## TASK PROMPT
The string "outline" may appear in lines of the entries below. Report how many lines hold it, with only the number.

====== RECORDS SHOWN ======

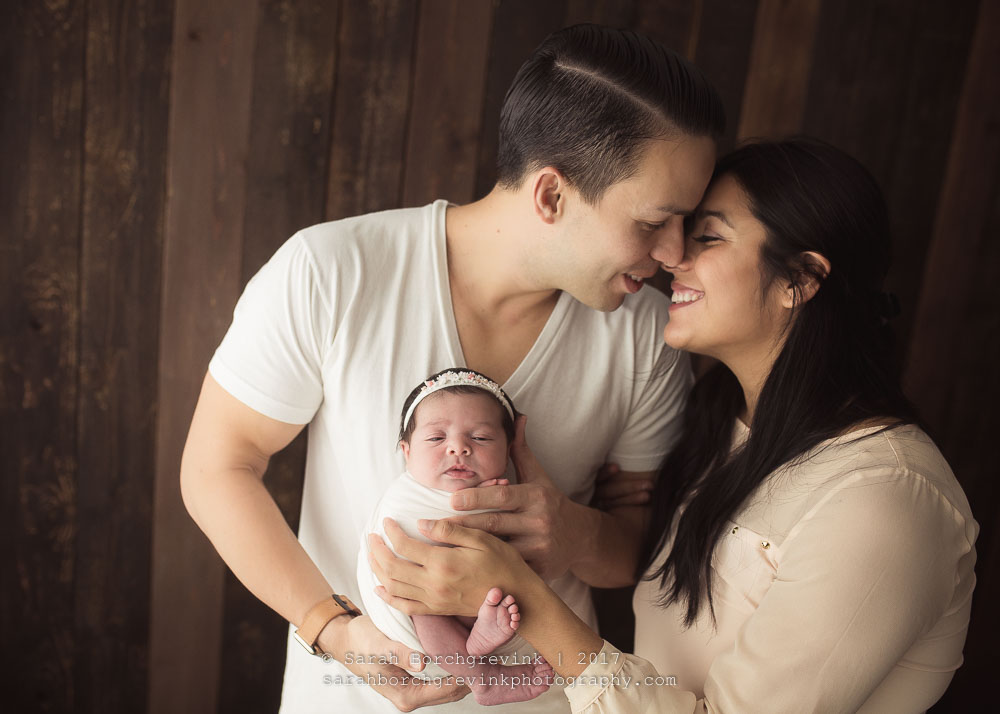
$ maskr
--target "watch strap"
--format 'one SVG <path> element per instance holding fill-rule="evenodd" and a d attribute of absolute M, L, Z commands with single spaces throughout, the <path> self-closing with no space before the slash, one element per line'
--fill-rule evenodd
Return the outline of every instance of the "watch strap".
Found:
<path fill-rule="evenodd" d="M 341 615 L 357 617 L 360 614 L 361 611 L 346 595 L 333 594 L 313 605 L 306 613 L 302 626 L 292 635 L 309 654 L 321 655 L 323 652 L 316 647 L 316 639 L 330 620 Z"/>

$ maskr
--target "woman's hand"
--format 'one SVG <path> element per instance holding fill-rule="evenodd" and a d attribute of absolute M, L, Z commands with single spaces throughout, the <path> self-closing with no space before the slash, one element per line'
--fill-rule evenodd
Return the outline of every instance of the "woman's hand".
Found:
<path fill-rule="evenodd" d="M 418 526 L 428 538 L 457 547 L 410 538 L 388 518 L 385 532 L 400 557 L 377 535 L 369 536 L 369 562 L 382 583 L 375 592 L 407 615 L 474 617 L 491 587 L 518 597 L 540 582 L 517 550 L 489 533 L 451 521 L 420 521 Z"/>

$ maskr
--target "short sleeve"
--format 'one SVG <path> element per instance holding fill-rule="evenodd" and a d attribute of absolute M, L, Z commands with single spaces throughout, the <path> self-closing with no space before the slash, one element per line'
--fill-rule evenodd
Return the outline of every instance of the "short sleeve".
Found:
<path fill-rule="evenodd" d="M 625 471 L 652 471 L 663 463 L 680 438 L 684 407 L 694 382 L 686 353 L 658 340 L 653 354 L 652 364 L 637 375 L 628 420 L 608 454 L 608 461 Z"/>
<path fill-rule="evenodd" d="M 251 409 L 308 423 L 323 401 L 324 345 L 334 329 L 328 299 L 296 234 L 247 284 L 209 373 Z"/>

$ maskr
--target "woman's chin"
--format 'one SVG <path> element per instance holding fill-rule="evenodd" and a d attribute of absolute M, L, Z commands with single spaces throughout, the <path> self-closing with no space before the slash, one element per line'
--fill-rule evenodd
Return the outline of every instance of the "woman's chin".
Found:
<path fill-rule="evenodd" d="M 692 335 L 688 330 L 681 329 L 679 325 L 674 325 L 674 329 L 670 329 L 670 327 L 668 323 L 663 328 L 663 341 L 667 343 L 668 347 L 672 347 L 675 350 L 684 350 L 694 355 L 704 355 L 706 357 L 714 357 L 715 359 L 719 358 L 717 350 L 712 349 L 710 345 L 699 344 L 695 335 Z"/>
<path fill-rule="evenodd" d="M 690 335 L 685 335 L 678 326 L 668 322 L 667 326 L 663 328 L 663 341 L 675 350 L 686 350 L 690 342 Z"/>

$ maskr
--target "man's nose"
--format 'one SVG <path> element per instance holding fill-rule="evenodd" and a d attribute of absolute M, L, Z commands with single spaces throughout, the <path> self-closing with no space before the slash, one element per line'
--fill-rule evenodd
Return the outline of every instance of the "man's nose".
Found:
<path fill-rule="evenodd" d="M 668 268 L 679 264 L 684 259 L 683 216 L 671 216 L 667 225 L 657 231 L 656 244 L 649 255 Z"/>

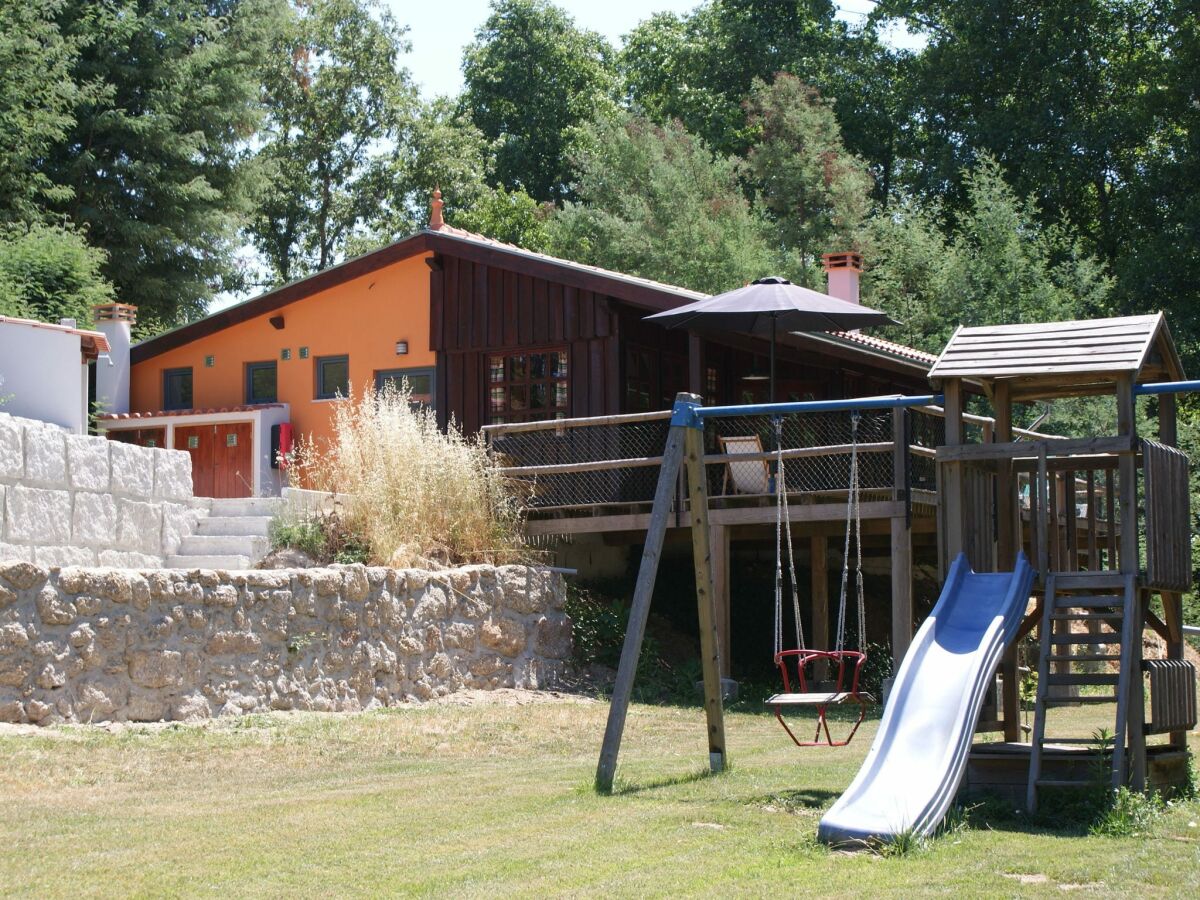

======

## ANSWER TO THIS EXERCISE
5